→ Tarea a
Cita completo el fragmento sobre la memoria testimonial, sin alterar nada.

→ Fragmento dado
%%

Se señaló en páginas anteriores, a partir de la alusión a Ricoeur, el problema de la configuración de la memoria subjetiva y colectiva en los discursos testimoniales. Dicho problema podría ser denominado como Historia de manual/historia experiencial. Sin lugar a dudas el hecho histórico comprendido por el Gobierno de la Unidad Popular, sus gestiones, boicot por parte de la derecha de esos años, su consecuente derrocamiento, los sucesos de abuso, violencia y crimen de los años de dictadura militar, han quedado registrados en innumerables manuales de historia que, según una perspectiva ideológica determinada, han intentado construir una memoria histórica o han contribuido a suprimirla mediante eufemismos que gradualmente han ido logrando su cometido. Sin embargo, es aquí donde corresponde introducir el concepto de historia experiencial, el cual se refiere al discurso de la masa anónima mediada por un sujeto que ha vivido las mismas experiencias de tortura, abuso y violencia, cuyo relato se constituye como una voz que tiene la función de proyectar en la memoria colectiva aquellas experiencias compartidas. En relación directa a lo anterior, Patricia Stambuck, en un libro titulado La invención de la memoria (Actas), coordinado por Jorge Narváez, observa respecto del relato testimonial: “…el testimonio es la perspectiva vivencial más allá de los escritorios, es el relato de los hechos por sus verdaderos protagonistas, es el discurso del hombre anónimo que no tiene tribuna y que tampoco la busca, es la fuente primaria aun con todas las limitaciones que los teóricos puedan encontrar para ella, es lo que presuntuosamente algunos podemos decir: la verdad histórica” (Narváez, 1988: 97). En el caso de estas páginas, el discurso anónimo de los que no tienen voz se construye desde el espacio de memoria en el que han padecido los infortunios del presidio y de la tortura, proyectando así, siempre desde la construcción del espacio, una memoria subjetiva (historia experiencial) motivada directamente por la experiencia individual del sujeto de la enunciación, así como también una memoria colectiva que trasciende las propias vivencias y que contribuyen a la construcción de un imaginario de memoria social.

%%

→ Tarea b
Cuenta cuántas líneas del listado que sigue contienen la palabra "building" y responde solo con la cifra.

Extractos de un conjunto de datos de etiquetado de puntos:
%%

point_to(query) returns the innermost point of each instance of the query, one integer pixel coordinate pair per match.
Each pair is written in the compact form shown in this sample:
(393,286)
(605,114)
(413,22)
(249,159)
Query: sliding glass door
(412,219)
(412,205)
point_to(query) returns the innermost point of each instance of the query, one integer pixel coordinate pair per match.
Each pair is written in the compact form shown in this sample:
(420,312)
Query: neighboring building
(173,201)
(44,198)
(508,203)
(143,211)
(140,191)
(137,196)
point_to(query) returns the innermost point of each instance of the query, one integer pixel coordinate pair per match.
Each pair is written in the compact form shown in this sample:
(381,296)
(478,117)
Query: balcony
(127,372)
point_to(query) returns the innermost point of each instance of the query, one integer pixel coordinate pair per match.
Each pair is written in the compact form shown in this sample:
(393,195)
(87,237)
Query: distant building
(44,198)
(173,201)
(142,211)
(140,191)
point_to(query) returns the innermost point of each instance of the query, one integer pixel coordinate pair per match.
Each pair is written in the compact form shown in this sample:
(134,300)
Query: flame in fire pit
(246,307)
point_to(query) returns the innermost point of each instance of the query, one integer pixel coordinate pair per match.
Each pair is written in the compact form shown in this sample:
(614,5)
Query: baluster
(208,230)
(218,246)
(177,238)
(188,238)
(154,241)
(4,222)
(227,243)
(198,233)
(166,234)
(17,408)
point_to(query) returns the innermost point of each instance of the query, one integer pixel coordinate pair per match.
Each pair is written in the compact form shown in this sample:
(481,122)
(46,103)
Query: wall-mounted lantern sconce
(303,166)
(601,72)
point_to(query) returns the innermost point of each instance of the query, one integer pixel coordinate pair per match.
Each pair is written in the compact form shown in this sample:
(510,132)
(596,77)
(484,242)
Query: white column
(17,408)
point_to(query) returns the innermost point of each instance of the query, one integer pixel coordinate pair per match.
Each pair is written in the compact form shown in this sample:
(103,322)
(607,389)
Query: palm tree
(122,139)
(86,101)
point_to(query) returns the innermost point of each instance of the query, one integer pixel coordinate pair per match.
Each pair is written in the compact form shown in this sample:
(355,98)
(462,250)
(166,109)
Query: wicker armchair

%%

→ Respuesta a
Se señaló en páginas anteriores, a partir de la alusión a Ricoeur, el problema de la configuración de la memoria subjetiva y colectiva en los discursos testimoniales. Dicho problema podría ser denominado como Historia de manual/historia experiencial. Sin lugar a dudas el hecho histórico comprendido por el Gobierno de la Unidad Popular, sus gestiones, boicot por parte de la derecha de esos años, su consecuente derrocamiento, los sucesos de abuso, violencia y crimen de los años de dictadura militar, han quedado registrados en innumerables manuales de historia que, según una perspectiva ideológica determinada, han intentado construir una memoria histórica o han contribuido a suprimirla mediante eufemismos que gradualmente han ido logrando su cometido. Sin embargo, es aquí donde corresponde introducir el concepto de historia experiencial, el cual se refiere al discurso de la masa anónima mediada por un sujeto que ha vivido las mismas experiencias de tortura, abuso y violencia, cuyo relato se constituye como una voz que tiene la función de proyectar en la memoria colectiva aquellas experiencias compartidas. En relación directa a lo anterior, Patricia Stambuck, en un libro titulado La invención de la memoria (Actas), coordinado por Jorge Narváez, observa respecto del relato testimonial: “…el testimonio es la perspectiva vivencial más allá de los escritorios, es el relato de los hechos por sus verdaderos protagonistas, es el discurso del hombre anónimo que no tiene tribuna y que tampoco la busca, es la fuente primaria aun con todas las limitaciones que los teóricos puedan encontrar para ella, es lo que presuntuosamente algunos podemos decir: la verdad histórica” (Narváez, 1988: 97). En el caso de estas páginas, el discurso anónimo de los que no tienen voz se construye desde el espacio de memoria en el que han padecido los infortunios del presidio y de la tortura, proyectando así, siempre desde la construcción del espacio, una memoria subjetiva (historia experiencial) motivada directamente por la experiencia individual del sujeto de la enunciación, así como también una memoria colectiva que trasciende las propias vivencias y que contribuyen a la construcción de un imaginario de memoria social.

→ Respuesta b
2